BEGIN Data section

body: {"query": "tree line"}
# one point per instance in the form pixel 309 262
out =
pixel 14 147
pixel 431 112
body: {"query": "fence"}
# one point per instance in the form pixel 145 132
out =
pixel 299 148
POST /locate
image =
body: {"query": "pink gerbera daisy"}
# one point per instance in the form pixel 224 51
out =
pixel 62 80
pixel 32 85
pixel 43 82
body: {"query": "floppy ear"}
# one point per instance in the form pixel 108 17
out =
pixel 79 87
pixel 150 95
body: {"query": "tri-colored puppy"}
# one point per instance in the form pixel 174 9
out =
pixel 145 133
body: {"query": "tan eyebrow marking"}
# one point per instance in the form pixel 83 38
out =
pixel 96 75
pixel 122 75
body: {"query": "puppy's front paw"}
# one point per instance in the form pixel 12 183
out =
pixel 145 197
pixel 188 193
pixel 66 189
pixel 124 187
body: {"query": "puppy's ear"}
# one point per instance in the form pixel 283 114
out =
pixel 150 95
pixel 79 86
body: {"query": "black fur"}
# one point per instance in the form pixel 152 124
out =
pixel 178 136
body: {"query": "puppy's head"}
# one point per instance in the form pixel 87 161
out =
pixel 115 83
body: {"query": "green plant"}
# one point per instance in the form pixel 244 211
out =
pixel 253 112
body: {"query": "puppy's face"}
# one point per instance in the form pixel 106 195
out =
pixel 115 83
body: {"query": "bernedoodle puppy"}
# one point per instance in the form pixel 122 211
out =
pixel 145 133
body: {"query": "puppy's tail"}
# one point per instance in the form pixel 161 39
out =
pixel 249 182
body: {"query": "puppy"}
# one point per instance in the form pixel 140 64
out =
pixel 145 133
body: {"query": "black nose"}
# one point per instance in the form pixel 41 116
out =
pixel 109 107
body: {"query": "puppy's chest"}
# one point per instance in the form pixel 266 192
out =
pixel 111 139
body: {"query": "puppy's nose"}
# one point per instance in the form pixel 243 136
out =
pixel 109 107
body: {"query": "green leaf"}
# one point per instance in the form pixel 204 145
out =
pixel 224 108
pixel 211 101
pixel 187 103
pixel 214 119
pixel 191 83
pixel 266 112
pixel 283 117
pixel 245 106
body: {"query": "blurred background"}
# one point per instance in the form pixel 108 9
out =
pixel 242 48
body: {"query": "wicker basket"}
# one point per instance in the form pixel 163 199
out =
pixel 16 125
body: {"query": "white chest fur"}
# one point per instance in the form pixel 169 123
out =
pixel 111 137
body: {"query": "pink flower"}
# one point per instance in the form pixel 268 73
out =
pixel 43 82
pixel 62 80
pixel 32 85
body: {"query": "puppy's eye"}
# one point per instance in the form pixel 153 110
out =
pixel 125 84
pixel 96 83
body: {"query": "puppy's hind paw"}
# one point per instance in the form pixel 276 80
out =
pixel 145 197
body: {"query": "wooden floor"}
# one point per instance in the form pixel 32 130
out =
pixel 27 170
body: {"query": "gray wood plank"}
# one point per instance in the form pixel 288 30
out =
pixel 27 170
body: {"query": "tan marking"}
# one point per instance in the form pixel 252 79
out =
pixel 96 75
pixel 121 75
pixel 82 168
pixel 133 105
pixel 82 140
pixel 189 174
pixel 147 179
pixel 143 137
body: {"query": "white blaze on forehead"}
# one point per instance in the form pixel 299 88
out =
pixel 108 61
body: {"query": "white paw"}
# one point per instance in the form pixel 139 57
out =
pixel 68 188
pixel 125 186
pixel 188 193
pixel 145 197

END Data section
BEGIN Data section

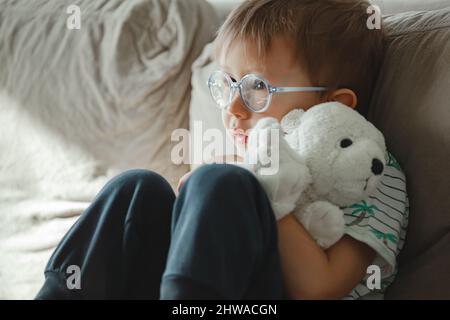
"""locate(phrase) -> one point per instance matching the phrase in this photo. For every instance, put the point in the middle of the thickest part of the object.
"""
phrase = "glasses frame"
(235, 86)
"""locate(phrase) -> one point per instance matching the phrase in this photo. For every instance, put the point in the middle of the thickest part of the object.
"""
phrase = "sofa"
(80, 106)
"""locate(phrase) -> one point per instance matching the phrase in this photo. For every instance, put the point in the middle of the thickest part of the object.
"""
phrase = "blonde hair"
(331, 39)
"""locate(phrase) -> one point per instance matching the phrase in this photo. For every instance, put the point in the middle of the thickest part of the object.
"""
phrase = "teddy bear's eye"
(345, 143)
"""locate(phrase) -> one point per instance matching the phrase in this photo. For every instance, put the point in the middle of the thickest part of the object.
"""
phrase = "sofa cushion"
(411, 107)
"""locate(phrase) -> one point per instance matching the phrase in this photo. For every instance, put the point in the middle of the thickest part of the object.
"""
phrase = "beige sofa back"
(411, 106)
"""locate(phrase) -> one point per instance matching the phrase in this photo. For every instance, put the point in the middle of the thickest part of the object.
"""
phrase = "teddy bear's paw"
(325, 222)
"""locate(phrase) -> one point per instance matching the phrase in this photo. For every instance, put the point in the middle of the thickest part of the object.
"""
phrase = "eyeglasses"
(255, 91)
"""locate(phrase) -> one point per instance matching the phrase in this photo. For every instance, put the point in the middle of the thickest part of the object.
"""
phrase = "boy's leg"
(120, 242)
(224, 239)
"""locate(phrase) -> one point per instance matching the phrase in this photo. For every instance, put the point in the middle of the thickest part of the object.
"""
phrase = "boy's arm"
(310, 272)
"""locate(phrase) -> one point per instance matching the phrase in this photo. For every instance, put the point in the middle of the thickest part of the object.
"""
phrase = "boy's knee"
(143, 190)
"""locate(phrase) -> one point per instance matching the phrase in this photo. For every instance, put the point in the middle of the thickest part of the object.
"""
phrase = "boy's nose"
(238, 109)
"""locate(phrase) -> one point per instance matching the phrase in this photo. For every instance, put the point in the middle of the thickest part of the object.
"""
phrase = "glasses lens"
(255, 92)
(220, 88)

END Data section

• [Exercise objective] From the data, pick out every line that includes "chest".

• [Expected output]
body: {"query": "puppy's chest"}
body: {"query": "white chest fur"}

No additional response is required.